◆ Description of the task: If a line in the listing below has the string "roof", copy it out.

= Beginning of Section =

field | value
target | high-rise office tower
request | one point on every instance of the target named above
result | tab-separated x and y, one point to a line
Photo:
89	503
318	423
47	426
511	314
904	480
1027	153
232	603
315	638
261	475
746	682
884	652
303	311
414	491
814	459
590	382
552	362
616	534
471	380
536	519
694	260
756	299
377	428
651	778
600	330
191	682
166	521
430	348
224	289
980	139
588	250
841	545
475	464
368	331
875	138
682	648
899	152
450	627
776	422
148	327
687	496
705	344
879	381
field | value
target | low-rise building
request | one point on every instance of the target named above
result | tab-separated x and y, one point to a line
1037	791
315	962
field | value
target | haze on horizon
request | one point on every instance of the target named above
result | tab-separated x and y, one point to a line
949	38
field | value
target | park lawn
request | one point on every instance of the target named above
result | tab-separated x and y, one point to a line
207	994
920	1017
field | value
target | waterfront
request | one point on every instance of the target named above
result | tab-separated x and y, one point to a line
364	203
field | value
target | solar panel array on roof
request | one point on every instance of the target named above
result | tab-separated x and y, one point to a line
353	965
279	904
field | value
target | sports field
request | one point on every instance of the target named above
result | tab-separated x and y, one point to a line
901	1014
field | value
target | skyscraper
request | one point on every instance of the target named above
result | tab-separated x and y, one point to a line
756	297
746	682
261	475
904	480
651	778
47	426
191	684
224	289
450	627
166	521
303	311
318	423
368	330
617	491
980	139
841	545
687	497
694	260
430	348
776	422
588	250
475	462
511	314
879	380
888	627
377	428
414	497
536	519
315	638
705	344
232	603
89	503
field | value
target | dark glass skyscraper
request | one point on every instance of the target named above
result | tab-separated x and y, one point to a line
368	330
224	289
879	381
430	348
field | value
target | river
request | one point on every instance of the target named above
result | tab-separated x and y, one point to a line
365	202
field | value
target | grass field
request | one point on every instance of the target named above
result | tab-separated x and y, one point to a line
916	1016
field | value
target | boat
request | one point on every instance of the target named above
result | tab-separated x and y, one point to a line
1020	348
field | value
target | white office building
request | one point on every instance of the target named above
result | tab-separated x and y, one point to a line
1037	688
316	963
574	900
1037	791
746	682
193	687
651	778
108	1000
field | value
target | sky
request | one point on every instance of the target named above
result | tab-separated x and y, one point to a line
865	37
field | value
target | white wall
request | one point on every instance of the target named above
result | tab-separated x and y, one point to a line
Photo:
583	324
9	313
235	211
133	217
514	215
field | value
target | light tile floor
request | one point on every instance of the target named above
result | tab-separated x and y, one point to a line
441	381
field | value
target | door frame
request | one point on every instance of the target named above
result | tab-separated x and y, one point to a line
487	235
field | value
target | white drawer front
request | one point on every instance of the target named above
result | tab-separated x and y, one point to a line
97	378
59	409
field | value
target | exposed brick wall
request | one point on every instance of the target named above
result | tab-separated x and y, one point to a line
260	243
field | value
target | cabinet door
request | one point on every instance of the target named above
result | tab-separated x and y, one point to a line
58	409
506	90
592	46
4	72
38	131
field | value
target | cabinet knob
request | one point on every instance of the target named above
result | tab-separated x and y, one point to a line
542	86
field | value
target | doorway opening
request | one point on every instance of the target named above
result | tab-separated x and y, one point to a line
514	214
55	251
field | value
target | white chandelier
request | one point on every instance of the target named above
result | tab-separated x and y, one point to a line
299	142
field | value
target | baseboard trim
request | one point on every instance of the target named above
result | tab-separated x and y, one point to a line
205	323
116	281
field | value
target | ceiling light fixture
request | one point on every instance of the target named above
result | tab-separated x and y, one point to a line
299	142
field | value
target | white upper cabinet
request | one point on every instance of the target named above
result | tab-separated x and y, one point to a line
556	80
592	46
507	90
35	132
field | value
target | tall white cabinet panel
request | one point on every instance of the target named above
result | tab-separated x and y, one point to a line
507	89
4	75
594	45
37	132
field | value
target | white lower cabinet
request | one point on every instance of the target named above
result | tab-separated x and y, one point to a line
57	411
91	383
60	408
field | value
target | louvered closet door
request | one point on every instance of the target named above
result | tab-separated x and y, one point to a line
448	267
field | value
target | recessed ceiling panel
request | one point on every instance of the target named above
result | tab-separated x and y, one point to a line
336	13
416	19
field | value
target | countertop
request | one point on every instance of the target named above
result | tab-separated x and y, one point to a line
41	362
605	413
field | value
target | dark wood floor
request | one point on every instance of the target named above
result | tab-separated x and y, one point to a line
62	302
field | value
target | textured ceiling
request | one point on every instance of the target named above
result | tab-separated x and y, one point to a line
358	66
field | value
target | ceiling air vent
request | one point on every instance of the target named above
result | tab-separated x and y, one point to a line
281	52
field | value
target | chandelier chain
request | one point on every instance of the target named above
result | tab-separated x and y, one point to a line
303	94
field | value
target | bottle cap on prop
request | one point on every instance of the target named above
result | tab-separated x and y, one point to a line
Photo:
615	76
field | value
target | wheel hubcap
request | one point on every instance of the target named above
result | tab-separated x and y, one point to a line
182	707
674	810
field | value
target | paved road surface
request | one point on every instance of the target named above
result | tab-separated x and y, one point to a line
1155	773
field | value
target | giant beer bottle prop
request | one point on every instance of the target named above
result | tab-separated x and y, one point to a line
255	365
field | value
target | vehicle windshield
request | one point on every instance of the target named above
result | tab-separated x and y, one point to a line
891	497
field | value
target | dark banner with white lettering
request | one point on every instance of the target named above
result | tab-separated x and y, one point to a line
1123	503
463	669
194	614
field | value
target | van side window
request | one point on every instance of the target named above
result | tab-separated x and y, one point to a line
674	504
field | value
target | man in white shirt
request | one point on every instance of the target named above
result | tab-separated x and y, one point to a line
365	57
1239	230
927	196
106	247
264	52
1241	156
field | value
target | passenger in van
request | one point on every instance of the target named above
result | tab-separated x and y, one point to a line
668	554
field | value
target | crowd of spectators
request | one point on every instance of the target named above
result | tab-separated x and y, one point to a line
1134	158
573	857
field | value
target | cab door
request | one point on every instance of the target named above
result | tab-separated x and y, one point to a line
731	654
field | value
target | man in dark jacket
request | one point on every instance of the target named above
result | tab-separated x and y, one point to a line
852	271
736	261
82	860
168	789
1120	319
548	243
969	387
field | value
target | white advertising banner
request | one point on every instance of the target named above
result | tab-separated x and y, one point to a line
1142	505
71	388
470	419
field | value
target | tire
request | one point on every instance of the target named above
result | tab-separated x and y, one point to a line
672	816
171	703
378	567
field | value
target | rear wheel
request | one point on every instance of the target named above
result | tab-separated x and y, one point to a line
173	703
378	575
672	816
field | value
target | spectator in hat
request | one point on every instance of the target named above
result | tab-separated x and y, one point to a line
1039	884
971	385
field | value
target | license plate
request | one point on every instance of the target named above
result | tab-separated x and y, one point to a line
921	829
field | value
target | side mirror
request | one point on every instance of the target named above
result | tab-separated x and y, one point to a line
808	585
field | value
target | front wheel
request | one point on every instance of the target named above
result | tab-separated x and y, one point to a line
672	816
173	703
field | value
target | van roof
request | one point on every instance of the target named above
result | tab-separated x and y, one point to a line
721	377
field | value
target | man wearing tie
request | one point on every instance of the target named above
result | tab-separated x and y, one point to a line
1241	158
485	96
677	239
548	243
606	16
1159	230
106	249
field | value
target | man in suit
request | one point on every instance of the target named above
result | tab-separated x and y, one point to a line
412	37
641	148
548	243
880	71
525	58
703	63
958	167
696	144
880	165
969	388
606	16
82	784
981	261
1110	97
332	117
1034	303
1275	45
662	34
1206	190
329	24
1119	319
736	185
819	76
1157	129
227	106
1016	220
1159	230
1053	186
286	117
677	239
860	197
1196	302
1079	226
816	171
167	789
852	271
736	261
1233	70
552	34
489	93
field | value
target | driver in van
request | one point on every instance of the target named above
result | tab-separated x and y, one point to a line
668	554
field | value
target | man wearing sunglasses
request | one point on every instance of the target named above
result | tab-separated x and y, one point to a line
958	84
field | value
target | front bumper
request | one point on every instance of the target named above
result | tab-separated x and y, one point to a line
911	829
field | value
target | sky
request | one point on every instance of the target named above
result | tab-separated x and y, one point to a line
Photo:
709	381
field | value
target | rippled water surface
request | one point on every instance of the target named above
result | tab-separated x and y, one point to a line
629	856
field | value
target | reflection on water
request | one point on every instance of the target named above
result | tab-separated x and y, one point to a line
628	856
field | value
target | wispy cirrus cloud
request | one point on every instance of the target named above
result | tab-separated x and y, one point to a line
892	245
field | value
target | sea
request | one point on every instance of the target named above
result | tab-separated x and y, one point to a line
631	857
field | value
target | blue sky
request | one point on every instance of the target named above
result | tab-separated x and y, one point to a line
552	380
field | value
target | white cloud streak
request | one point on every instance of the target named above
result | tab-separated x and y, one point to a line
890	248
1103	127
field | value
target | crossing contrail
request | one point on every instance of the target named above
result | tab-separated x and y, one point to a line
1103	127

= End of Section =

◆ Written solution:
target | solar panel array on roof
target | van roof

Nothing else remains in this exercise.